#### EXCERPT PROVIDED
┌──

Cassadee Pope was announced as the winner of the season, making her the first female winner of The Voice. Pope's victory also marked Shelton's second win as a coach, and the first coach to win multiple (and consecutive) seasons.

Auditions, coaches, and hosts

Auditions for were held on July 7 to August 12, 2012 in Memphis, Minneapolis, New York, Dallas and Los Angeles.

All original coaches signed on for season three. Mary J. Blige, Michael Bublé, Rob Thomas, and Billie Joe Armstrong joined the show as advisers for Adam Levine, Blake Shelton, CeeLo Green, and Christina Aguilera's teams respectively during the Battle Rounds segment of the show. Christina, Blake, and Cee Lo brought in Ron Fair, Scott Hendricks, and Jennifer Hudson respectively to help coach in the episode, Top 10 Perform Live. Cee Lo brought in Bill Withers to coach Nicholas David the following week, and was sick during rehearsals for the subsequent week, so he brought in Pat Monahan, lead singer for Train, to coach all his artists that week, while still choosing his team members' songs and keeping in touch with them on the phone.

Teams
Color key

Blind auditions
Color key

Episode 1 (Sept. 10)
The coaches performed "Start Me Up" at the start of the show.

Episode 2 (Sept. 11)

Episode 3 (Sept. 12)

Episode 4 (Sept. 17)
A preview of Christina Aguilera's video for Your Body was televised.

Episode 5 (Sept. 18)

Episode 6 (Sept. 24)

Episode 7 (Sept. 25)

Episode 8 (Oct. 1)

Episode 9: The Best of the Blind Auditions (Oct. 2)
Episode 9 featured a clip show recapping some of the highlights of the blind auditions, along with the preview of the Battle rounds.

The Battles
The Battle Rounds were broadcast from Monday, October 8 to Tuesday, October 23. In a history first for The Voice, 'Steals' were introduced this season, where each coach could steal any two defeated artists from another team by pressing the button on their chairs; similar to the Blind Auditions, if the event multiple coaches decide to steal, the artist was given a choice to choose which team they want to join, and only the coach which was successfully joined counts as a "steal". The advisors for these episodes are: Mary J. Blige working with Adam Levine; Michael Bublé working with Blake Shelton; Rob Thomas (Matchbox Twenty) working with Cee Lo Green; and Billie Joe Armstrong (Green Day) working with Christina Aguilera.

Color key

The Knockouts
The Knockouts were broadcast from Monday, October 29 to Tuesday, October 30.

After the Battle Round, each coach had 10 contestants for the Knockouts. Each episode featured knockout battles consisting of pairings from within each team. The contestants were not told who they were up against until the day of the Knockout. Each contestant sang a song of their own choice, back to back, and each knockout concluded with the respective coach eliminating one of the two contestants; the five winners for each coach advanced to the live shows.

Color key

Live shows
Color key

Week 1: Live playoffs (November 5, 7 & 8)

└──

Repeat, word for word, the stretch of the excerpt on season three of The Voice from "All original coaches" through "on the phone.".

#### STORED DATA

┌──

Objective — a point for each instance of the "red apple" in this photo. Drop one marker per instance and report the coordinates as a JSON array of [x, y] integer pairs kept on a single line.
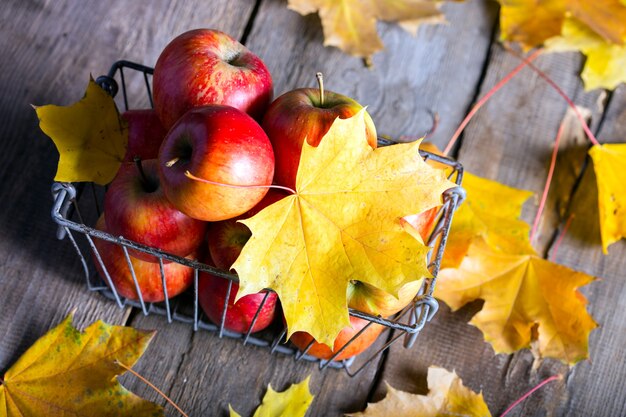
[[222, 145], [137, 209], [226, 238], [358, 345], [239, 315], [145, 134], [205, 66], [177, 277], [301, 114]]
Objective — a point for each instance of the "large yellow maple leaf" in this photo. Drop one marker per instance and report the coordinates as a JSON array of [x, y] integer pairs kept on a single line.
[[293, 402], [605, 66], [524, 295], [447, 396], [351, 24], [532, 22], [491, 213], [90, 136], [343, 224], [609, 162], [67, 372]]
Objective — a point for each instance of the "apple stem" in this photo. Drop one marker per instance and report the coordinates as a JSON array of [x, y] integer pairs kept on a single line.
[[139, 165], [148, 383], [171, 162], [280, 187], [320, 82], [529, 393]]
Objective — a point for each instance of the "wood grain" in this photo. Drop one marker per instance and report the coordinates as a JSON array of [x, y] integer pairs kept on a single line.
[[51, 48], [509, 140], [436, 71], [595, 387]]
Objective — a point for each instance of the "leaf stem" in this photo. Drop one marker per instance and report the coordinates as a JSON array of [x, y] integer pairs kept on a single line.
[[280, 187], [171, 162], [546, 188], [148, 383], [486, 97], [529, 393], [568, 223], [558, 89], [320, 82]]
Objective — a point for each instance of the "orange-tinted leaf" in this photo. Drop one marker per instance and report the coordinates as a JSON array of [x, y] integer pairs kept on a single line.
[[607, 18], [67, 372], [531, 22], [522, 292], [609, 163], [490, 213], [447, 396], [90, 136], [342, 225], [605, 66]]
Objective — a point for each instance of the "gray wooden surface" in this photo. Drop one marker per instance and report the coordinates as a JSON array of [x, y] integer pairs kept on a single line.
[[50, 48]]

└──

#### FINISHED ANSWER
All original coaches signed on for season three. Mary J. Blige, Michael Bublé, Rob Thomas, and Billie Joe Armstrong joined the show as advisers for Adam Levine, Blake Shelton, CeeLo Green, and Christina Aguilera's teams respectively during the Battle Rounds segment of the show. Christina, Blake, and Cee Lo brought in Ron Fair, Scott Hendricks, and Jennifer Hudson respectively to help coach in the episode, Top 10 Perform Live. Cee Lo brought in Bill Withers to coach Nicholas David the following week, and was sick during rehearsals for the subsequent week, so he brought in Pat Monahan, lead singer for Train, to coach all his artists that week, while still choosing his team members' songs and keeping in touch with them on the phone.